### Instruction
Lay out everything in the entries below, from the line containing "on the building" down to the end of the entries, as a Markdown table with the columns "Row" and "Text". Give each line its own numbered row, and skip blank lines.

(Source data)
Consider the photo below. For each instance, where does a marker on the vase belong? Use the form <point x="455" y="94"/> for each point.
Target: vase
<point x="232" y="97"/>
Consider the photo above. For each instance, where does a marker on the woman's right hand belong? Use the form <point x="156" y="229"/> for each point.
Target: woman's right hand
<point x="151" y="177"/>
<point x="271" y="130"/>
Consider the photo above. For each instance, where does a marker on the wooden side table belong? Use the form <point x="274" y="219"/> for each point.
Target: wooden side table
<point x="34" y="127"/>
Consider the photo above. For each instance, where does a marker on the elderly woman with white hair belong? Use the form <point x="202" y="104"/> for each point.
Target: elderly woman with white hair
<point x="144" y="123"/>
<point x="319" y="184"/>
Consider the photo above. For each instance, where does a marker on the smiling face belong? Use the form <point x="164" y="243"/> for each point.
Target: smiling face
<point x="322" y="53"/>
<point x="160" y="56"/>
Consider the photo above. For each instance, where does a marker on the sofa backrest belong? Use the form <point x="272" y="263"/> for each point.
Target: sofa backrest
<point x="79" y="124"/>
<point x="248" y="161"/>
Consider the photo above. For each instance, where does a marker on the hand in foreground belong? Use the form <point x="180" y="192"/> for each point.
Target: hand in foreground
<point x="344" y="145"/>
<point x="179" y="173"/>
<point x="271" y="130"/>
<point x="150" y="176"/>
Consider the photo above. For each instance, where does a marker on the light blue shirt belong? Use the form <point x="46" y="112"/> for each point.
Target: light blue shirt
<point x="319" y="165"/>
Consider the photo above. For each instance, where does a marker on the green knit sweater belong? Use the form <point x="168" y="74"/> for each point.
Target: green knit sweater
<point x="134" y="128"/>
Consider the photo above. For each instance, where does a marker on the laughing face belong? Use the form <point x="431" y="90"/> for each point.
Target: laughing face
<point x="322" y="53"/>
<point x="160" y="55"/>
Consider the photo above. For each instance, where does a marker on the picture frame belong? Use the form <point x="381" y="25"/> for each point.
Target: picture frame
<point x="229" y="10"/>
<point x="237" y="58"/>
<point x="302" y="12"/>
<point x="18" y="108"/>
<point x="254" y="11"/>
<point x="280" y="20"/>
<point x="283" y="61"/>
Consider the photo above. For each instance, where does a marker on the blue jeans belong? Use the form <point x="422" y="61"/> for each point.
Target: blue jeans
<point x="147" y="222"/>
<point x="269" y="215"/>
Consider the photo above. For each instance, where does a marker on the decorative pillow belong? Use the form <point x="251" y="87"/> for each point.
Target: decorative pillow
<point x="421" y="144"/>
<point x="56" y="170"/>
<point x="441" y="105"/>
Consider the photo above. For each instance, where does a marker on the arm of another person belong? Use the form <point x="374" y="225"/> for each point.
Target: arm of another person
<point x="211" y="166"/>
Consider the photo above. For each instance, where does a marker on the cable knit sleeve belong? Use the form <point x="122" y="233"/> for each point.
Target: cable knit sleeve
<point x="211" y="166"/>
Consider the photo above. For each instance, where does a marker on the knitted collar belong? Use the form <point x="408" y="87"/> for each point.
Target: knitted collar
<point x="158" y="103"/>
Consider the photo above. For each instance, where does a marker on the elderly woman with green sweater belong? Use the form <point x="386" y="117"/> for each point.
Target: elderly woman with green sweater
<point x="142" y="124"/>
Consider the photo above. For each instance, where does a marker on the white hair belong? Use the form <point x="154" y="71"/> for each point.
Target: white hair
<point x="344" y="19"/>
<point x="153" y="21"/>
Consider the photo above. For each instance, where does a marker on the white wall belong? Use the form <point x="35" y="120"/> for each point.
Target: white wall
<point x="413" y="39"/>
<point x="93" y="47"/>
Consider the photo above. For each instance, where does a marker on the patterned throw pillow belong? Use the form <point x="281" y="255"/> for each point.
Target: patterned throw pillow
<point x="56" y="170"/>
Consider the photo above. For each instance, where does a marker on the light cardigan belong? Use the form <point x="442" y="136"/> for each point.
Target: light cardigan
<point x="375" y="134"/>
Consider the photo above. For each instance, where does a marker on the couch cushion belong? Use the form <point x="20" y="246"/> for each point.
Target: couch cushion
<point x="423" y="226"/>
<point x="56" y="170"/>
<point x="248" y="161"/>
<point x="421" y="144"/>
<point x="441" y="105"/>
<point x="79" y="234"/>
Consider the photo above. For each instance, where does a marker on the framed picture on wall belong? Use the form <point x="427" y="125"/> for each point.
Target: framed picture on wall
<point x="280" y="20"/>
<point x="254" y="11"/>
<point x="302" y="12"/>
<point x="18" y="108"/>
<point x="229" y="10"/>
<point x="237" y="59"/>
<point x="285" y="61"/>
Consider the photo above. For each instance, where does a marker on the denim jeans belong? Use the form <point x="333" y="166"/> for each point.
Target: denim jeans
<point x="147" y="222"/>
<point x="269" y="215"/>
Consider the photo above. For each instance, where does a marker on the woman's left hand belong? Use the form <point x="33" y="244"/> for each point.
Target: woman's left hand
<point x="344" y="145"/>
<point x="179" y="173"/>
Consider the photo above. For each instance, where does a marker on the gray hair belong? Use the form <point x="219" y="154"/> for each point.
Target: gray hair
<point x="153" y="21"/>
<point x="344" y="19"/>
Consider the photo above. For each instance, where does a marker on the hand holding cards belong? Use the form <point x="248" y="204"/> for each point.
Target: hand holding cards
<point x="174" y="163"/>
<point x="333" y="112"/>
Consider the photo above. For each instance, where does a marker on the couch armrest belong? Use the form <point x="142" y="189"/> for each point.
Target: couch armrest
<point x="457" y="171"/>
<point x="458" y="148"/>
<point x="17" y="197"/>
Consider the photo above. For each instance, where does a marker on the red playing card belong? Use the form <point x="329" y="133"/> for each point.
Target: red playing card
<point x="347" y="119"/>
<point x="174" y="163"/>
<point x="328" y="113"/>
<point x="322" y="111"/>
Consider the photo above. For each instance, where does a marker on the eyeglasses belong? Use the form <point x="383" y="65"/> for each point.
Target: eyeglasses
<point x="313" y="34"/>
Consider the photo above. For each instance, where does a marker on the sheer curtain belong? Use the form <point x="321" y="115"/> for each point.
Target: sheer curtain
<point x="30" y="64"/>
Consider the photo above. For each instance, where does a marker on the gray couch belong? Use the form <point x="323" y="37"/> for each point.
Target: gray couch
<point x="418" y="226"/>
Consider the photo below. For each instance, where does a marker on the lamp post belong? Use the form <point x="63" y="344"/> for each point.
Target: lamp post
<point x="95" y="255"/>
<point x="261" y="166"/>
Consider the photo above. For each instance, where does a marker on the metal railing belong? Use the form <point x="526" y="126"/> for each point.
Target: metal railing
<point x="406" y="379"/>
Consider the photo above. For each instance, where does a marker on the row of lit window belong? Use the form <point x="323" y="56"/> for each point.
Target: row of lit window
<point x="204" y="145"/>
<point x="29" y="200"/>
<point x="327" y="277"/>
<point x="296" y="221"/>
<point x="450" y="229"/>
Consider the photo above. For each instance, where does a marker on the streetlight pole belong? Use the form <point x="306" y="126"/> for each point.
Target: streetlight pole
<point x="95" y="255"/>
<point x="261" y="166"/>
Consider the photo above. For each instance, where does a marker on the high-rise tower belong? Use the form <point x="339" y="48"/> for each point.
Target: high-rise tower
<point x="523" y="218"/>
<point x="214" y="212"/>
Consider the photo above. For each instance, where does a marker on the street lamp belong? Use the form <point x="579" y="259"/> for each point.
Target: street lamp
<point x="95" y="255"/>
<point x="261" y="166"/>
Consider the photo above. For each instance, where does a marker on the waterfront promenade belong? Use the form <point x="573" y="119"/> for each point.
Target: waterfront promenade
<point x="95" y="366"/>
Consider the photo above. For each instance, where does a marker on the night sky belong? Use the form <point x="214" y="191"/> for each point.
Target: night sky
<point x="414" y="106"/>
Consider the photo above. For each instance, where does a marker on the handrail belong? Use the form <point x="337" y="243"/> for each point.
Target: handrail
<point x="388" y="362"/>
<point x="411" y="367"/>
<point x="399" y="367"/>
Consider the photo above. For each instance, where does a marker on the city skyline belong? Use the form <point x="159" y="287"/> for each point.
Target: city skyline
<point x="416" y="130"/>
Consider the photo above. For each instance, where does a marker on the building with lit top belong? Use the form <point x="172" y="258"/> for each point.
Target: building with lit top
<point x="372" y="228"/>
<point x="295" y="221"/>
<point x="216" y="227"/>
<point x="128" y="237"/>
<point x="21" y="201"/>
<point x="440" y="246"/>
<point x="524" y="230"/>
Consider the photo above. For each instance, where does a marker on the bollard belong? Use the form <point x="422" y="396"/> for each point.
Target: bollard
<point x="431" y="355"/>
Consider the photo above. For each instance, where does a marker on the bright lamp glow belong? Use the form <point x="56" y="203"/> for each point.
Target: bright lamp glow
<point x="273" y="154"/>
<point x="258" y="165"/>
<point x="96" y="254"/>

### Written response
| Row | Text |
|---|---|
| 1 | Consider the photo above. For each instance, where does a marker on the building with lit top belong? Use the form <point x="172" y="258"/> for each point. |
| 2 | Target: building with lit top |
| 3 | <point x="372" y="228"/> |
| 4 | <point x="295" y="221"/> |
| 5 | <point x="216" y="227"/> |
| 6 | <point x="128" y="237"/> |
| 7 | <point x="21" y="201"/> |
| 8 | <point x="440" y="246"/> |
| 9 | <point x="524" y="230"/> |
| 10 | Consider the photo above. For each instance, where does a marker on the bollard belong? Use the form <point x="422" y="396"/> for each point. |
| 11 | Target: bollard |
| 12 | <point x="431" y="355"/> |
| 13 | Consider the photo above. For each instance, where does a marker on the bright lamp glow belong? Use the form <point x="56" y="203"/> for each point. |
| 14 | Target: bright lamp glow |
| 15 | <point x="273" y="154"/> |
| 16 | <point x="258" y="165"/> |
| 17 | <point x="96" y="254"/> |